WHAT IS NEEDED:
Reproduce verbatim every line from the one that includes "Would you be able to point out the lamp base" to the closing line of the entries; omit everything before it.

(Stored data entries)
# # # # #

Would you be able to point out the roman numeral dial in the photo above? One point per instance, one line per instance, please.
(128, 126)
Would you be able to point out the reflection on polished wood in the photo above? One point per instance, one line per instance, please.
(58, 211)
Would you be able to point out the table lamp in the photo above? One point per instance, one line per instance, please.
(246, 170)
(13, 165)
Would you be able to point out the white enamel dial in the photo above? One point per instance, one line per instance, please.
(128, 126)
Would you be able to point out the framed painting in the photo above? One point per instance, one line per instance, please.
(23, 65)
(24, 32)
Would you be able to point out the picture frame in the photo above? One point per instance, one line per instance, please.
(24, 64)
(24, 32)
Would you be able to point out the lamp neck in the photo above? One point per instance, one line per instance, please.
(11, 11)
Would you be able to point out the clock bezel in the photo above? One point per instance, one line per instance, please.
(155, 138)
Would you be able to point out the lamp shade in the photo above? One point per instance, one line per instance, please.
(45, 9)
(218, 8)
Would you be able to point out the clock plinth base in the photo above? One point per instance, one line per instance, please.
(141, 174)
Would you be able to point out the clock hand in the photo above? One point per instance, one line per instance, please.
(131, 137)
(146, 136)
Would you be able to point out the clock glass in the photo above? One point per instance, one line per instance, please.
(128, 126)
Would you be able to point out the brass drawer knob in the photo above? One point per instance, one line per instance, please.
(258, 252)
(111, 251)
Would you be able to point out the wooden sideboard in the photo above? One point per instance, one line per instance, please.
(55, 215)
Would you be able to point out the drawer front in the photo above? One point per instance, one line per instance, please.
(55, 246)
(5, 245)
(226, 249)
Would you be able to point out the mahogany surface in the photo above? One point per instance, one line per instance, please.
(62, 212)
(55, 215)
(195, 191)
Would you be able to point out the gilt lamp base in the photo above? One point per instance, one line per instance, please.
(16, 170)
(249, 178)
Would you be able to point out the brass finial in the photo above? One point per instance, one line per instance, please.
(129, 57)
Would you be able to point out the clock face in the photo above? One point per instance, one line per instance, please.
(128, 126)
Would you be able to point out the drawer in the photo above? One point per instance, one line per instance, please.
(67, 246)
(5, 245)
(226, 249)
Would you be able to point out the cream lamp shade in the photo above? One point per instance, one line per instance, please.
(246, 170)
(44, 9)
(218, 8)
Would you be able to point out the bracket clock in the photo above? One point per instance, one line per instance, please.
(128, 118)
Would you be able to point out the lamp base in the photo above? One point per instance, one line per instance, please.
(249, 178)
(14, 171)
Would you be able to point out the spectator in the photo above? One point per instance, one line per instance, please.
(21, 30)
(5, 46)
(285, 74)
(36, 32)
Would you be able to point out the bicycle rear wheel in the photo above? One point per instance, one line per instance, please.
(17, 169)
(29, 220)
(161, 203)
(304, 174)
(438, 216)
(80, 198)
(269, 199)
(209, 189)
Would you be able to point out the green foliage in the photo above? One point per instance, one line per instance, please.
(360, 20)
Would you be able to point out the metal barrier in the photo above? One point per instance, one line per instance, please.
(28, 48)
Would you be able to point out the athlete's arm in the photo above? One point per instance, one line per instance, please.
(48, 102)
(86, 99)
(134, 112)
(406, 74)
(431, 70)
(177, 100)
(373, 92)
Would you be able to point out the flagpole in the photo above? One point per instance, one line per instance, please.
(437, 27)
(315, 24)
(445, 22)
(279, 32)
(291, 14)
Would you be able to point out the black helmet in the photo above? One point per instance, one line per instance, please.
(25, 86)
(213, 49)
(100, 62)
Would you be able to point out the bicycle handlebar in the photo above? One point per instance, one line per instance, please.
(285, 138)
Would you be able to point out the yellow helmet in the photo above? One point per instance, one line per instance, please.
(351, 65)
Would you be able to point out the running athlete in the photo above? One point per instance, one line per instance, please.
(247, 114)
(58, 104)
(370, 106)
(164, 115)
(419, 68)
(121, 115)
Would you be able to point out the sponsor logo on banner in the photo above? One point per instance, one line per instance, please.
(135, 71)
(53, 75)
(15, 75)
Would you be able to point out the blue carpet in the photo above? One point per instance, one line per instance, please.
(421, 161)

# # # # #

OUTPUT OF THE EXERCISE:
Would you be able to point out the lamp base in the photo above? One point per instance, one line per instance, please.
(249, 178)
(14, 171)
Would you be able to point out the spectator in the photo above? One point per instance, one line per instance, please.
(21, 30)
(5, 46)
(285, 74)
(36, 32)
Would you be able to point out the bicycle rear wheel in the photo above? One point per instance, one line per instance, please.
(17, 169)
(29, 220)
(161, 203)
(304, 174)
(438, 216)
(80, 198)
(269, 199)
(209, 189)
Would you be able to point out the green foliage in the photo above? One point per instance, one line per instance, please.
(360, 20)
Would you be able to point out the metal barrier in the photo above? One point per instance, one line per instance, please.
(28, 48)
Would you be able to point out the athlete's arm in the photo above? One point per instance, one line per instance, please.
(48, 102)
(86, 99)
(134, 112)
(406, 74)
(431, 70)
(177, 100)
(373, 92)
Would you be able to point out the flagpole in the photo above? One point per instance, one line per instance, please.
(437, 27)
(315, 24)
(445, 22)
(279, 32)
(291, 14)
Would you be able to point out the black helmet in the photo above? One point per instance, one line per instance, please.
(25, 86)
(213, 49)
(100, 62)
Would you be able to point out the bicycle handlebar in the photo above? One point per instance, one line per instance, please.
(285, 138)
Would you be able to point out the yellow helmet in the photo above? One point per instance, one line per instance, please.
(351, 65)
Would you be able to point out the running athlete in the photo above? One point per instance, one line per instance, please.
(247, 114)
(58, 104)
(370, 106)
(164, 115)
(419, 68)
(121, 115)
Would you be able to point out the sponsor logo on banner in the photo above? One point per instance, one line per instance, please.
(135, 71)
(53, 75)
(15, 75)
Would you be able to point out the blue carpet in the photo above? One point per instance, one line per instance, please.
(421, 161)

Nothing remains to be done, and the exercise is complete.